▶ **Goal of the exercise**: Could you copy, word for word, everything from "The insight comes" down to "Play it Sexy." in the article below on men's skincare habits?

▶ **Supplied text**:
— Start —

The research by beauty brand Olay found that 78 per cent would never buy their own dedicated skincare regime, happily taking a swipe from their partner's pot instead.
It seems blokes are bothered by complexion bugbears, too. The study showed men rate wrinkles, dryness, sagging skin, thinning grey hair and being overweight as their biggest beauty concerns.
And their reasons for 'borrowing' their other halves' lotions and potions? A third say they simply picked up the wrong jar from the bathroom shelf while a fifth are convinced women's products work more effectively than those aimed at men.
The insight comes as Olay takes a nightly spot in the Love Island ad break with its promos starring a male for the first time in the skin brand's history.
Some beauty brands have come under fire in the past for charging more for female-orientated versions of their products than men's. It's paved the way for a host of gender-neutral ranges that have turned their back on traditional gender-based marketing.
Jecca Black was founded by make-up artist Jessica Blackler after she noticed there was a lack of make-up for people transitioning. Now her range caters to all. "If I was just to focus on the trans community, then I wouldn't really be inclusive of everyone," she says.
British skincare powerhouse Childs Farm has also shunned gender-specific messaging. "I looked at the names of the deodorants I was hoping to buy for my daughter... Tease, Be Sinful, Minx and Play it Sexy.
"I also have a son and was fascinated to see what products were aimed at him - products called Force, Power, Control and Rise.
"This was the marketplace I was coming into when I decided I was going to create a unisex brand for my children," founder Sam Farmer wrote on his blog.
Others following suit include Korean skincare brand Panacea and US-based make-up line Fluide.

— End —

Stored data entries
— Start —

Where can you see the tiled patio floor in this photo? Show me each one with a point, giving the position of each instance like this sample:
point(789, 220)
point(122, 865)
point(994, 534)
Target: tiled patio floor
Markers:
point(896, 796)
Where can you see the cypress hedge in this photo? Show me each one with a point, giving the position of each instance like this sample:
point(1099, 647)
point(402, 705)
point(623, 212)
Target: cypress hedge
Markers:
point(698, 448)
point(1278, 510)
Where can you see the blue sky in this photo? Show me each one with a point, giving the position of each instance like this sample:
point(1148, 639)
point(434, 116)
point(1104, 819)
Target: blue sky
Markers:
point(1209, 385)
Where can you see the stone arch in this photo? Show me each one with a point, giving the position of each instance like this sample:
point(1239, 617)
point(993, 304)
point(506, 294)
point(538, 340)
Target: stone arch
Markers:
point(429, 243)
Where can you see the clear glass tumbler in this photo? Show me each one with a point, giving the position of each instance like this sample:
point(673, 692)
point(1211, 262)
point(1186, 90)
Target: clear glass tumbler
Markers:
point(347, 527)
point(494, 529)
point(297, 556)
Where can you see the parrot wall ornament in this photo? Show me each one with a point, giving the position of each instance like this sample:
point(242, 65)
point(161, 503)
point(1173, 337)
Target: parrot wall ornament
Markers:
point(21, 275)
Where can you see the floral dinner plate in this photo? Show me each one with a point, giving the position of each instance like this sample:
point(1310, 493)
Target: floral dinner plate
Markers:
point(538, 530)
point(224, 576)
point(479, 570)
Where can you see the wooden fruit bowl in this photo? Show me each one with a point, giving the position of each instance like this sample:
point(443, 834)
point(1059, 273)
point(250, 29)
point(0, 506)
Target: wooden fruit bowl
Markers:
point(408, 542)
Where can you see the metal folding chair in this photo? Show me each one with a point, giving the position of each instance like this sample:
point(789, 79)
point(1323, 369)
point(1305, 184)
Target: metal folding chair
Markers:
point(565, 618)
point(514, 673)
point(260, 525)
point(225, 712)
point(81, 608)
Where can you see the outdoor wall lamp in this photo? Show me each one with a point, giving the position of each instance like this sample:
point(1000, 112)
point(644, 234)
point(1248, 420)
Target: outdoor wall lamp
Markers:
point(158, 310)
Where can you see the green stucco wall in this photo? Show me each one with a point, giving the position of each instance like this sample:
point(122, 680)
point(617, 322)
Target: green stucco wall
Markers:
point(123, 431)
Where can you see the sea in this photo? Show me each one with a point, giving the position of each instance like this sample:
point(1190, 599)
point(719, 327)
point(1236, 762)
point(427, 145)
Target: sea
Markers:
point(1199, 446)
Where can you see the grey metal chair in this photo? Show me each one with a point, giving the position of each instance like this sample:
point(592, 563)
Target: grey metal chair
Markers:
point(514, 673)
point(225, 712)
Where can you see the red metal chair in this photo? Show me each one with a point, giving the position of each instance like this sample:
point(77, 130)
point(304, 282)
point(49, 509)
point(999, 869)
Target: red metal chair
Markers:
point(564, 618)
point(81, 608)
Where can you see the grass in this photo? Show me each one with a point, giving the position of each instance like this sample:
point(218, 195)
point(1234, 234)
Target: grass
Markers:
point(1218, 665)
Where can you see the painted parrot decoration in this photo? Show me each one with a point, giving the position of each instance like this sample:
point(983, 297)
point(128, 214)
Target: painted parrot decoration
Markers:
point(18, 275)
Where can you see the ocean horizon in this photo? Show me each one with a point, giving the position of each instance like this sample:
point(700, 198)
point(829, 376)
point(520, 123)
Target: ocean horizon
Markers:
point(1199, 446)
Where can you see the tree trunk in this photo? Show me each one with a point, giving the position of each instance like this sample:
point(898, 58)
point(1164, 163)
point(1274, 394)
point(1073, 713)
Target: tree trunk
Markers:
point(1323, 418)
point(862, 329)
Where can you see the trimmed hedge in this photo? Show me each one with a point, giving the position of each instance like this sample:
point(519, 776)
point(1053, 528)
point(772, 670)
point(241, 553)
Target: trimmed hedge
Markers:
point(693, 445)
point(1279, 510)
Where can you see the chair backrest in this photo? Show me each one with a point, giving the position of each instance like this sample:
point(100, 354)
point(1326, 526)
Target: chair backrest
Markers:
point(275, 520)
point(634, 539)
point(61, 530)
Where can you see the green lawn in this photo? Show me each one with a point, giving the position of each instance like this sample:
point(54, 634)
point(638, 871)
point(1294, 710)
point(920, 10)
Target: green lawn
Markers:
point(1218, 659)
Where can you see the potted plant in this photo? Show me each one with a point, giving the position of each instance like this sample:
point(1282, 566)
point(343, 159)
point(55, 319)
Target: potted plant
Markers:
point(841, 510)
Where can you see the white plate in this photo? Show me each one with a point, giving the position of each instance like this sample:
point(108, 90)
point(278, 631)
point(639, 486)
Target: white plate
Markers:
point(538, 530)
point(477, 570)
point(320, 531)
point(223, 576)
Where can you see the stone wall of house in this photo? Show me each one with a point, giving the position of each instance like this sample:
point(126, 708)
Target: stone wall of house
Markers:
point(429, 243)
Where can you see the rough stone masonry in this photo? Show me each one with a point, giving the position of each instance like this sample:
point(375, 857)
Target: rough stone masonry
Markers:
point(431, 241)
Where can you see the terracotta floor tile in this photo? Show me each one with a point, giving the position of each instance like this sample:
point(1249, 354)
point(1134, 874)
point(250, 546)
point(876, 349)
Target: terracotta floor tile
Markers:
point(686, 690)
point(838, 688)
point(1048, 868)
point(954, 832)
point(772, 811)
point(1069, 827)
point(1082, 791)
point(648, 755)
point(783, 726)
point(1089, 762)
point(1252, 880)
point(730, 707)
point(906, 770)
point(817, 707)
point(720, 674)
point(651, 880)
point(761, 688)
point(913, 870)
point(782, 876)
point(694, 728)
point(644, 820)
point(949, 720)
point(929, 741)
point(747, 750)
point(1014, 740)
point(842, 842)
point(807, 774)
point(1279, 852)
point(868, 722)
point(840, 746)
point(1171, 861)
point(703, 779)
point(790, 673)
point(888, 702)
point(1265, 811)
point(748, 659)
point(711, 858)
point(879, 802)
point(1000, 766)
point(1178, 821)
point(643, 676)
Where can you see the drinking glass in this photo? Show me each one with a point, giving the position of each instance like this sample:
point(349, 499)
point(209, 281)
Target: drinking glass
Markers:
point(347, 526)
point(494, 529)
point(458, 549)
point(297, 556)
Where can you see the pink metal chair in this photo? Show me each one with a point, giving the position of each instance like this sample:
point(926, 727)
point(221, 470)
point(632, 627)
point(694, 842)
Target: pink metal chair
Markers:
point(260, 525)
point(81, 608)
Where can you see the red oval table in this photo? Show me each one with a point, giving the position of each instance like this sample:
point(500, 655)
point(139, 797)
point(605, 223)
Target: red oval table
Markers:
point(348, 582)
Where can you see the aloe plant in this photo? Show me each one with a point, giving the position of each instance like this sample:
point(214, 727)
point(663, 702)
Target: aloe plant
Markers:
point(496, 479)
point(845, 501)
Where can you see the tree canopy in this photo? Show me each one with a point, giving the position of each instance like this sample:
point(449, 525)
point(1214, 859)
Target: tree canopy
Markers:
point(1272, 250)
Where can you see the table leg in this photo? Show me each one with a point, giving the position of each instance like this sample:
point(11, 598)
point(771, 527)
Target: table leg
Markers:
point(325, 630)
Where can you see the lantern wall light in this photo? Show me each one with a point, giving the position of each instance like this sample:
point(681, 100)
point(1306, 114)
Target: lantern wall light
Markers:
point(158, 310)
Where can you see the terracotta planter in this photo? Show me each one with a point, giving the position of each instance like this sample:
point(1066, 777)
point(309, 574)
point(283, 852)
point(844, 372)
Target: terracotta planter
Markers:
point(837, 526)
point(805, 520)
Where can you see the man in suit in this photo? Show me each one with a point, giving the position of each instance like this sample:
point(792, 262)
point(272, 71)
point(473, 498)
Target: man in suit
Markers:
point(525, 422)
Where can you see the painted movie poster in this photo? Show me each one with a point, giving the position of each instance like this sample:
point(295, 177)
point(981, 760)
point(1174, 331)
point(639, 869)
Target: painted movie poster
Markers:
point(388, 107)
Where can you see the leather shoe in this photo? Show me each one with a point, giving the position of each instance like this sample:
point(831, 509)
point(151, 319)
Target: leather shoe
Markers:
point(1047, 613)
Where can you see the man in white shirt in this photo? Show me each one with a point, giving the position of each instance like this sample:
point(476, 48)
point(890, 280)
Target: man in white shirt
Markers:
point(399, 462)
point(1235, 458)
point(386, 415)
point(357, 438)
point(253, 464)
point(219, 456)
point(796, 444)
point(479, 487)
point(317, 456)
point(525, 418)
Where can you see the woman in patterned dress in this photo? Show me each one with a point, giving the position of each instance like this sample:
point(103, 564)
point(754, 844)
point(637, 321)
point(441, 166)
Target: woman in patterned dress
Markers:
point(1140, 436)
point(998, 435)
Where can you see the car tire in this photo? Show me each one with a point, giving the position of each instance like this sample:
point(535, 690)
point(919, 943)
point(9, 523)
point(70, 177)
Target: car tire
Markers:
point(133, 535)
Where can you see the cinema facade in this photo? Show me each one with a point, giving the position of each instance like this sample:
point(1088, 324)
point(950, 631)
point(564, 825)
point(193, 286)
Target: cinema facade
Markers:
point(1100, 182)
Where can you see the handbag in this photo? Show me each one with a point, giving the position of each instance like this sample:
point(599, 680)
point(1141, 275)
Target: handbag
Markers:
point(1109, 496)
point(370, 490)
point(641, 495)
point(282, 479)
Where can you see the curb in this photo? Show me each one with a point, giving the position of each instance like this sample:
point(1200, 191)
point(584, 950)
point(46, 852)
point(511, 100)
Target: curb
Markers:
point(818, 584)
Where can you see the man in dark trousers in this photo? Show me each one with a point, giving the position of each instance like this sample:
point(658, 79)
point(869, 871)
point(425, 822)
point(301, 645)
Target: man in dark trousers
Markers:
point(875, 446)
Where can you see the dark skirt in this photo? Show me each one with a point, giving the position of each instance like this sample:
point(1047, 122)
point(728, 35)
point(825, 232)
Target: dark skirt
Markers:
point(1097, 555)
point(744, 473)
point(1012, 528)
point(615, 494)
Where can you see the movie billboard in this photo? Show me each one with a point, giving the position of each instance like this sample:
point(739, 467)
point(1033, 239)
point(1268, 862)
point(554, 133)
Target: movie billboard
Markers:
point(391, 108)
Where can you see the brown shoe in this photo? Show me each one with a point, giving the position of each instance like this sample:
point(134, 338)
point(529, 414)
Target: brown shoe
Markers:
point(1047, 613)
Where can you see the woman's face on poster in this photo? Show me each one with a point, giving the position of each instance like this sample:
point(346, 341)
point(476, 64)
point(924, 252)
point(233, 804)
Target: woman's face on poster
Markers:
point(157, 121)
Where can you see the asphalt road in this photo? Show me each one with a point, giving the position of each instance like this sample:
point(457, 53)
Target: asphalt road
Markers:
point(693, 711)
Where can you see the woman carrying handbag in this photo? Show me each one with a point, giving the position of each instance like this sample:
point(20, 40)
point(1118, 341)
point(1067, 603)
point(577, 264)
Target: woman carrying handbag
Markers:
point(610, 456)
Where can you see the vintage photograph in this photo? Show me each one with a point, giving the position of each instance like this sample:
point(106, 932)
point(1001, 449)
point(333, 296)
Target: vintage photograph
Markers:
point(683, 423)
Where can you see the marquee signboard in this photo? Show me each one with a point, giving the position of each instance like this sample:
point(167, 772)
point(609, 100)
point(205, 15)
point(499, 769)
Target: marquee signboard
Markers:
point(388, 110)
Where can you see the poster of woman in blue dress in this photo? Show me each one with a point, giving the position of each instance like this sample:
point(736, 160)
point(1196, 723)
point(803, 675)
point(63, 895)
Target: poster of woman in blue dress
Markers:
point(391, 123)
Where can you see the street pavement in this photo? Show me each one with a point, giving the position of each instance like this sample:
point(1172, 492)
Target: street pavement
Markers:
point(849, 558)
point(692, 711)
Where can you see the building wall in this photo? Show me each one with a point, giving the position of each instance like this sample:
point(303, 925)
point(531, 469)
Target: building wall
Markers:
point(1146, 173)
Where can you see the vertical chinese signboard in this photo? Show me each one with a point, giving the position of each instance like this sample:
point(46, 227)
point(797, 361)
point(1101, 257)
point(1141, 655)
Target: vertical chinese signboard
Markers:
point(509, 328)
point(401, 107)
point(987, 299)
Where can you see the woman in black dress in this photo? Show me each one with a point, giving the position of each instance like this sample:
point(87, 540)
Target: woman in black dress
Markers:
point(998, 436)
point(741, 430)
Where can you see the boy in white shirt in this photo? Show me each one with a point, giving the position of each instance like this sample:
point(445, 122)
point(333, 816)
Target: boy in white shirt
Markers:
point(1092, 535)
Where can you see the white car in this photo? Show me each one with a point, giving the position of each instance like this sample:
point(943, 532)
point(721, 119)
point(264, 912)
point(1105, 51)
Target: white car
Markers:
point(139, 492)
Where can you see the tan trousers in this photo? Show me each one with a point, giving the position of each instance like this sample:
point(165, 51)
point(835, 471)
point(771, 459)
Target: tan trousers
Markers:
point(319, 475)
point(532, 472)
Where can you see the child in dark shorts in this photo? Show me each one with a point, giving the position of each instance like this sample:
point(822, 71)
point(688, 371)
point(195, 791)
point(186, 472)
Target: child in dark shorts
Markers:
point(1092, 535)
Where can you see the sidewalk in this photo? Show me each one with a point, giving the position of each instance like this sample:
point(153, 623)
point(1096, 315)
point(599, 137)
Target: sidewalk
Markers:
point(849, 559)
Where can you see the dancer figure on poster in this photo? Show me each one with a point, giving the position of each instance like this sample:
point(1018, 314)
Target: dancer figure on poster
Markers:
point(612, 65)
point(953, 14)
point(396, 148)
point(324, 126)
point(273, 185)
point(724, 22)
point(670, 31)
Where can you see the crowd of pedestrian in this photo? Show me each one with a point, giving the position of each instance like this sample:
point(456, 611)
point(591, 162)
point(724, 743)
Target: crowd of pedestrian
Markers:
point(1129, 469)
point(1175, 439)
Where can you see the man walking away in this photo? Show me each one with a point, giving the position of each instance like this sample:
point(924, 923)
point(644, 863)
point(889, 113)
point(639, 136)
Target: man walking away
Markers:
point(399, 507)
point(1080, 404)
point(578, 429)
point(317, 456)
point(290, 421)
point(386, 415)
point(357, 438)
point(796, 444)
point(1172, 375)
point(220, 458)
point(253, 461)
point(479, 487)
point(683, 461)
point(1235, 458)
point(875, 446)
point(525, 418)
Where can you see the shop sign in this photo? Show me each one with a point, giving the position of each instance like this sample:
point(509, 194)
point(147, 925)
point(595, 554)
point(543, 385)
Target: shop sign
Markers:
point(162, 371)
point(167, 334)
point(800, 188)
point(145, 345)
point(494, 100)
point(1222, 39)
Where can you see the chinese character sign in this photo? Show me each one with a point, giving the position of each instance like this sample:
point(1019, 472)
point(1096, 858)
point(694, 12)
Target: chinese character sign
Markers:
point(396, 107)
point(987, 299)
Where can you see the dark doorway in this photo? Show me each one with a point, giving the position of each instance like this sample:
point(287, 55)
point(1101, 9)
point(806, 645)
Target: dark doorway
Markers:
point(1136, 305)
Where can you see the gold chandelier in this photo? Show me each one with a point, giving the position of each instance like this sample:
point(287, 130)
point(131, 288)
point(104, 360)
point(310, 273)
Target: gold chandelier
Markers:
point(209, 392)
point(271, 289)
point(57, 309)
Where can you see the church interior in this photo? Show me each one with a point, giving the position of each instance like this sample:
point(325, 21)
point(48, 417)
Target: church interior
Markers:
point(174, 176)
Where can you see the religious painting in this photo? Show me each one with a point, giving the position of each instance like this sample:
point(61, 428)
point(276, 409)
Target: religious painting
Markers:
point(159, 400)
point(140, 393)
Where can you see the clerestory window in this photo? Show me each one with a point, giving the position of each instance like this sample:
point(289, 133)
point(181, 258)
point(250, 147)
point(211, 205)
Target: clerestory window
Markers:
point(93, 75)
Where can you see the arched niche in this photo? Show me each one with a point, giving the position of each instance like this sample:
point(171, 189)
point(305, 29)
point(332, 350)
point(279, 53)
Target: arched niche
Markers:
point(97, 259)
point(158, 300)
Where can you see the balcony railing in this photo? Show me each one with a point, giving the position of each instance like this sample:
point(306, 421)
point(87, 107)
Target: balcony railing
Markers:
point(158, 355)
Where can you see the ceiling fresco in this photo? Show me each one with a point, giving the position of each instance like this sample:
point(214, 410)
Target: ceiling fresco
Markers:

— End —

▶ **Worked answer**:
The insight comes as Olay takes a nightly spot in the Love Island ad break with its promos starring a male for the first time in the skin brand's history.
Some beauty brands have come under fire in the past for charging more for female-orientated versions of their products than men's. It's paved the way for a host of gender-neutral ranges that have turned their back on traditional gender-based marketing.
Jecca Black was founded by make-up artist Jessica Blackler after she noticed there was a lack of make-up for people transitioning. Now her range caters to all. "If I was just to focus on the trans community, then I wouldn't really be inclusive of everyone," she says.
British skincare powerhouse Childs Farm has also shunned gender-specific messaging. "I looked at the names of the deodorants I was hoping to buy for my daughter... Tease, Be Sinful, Minx and Play it Sexy.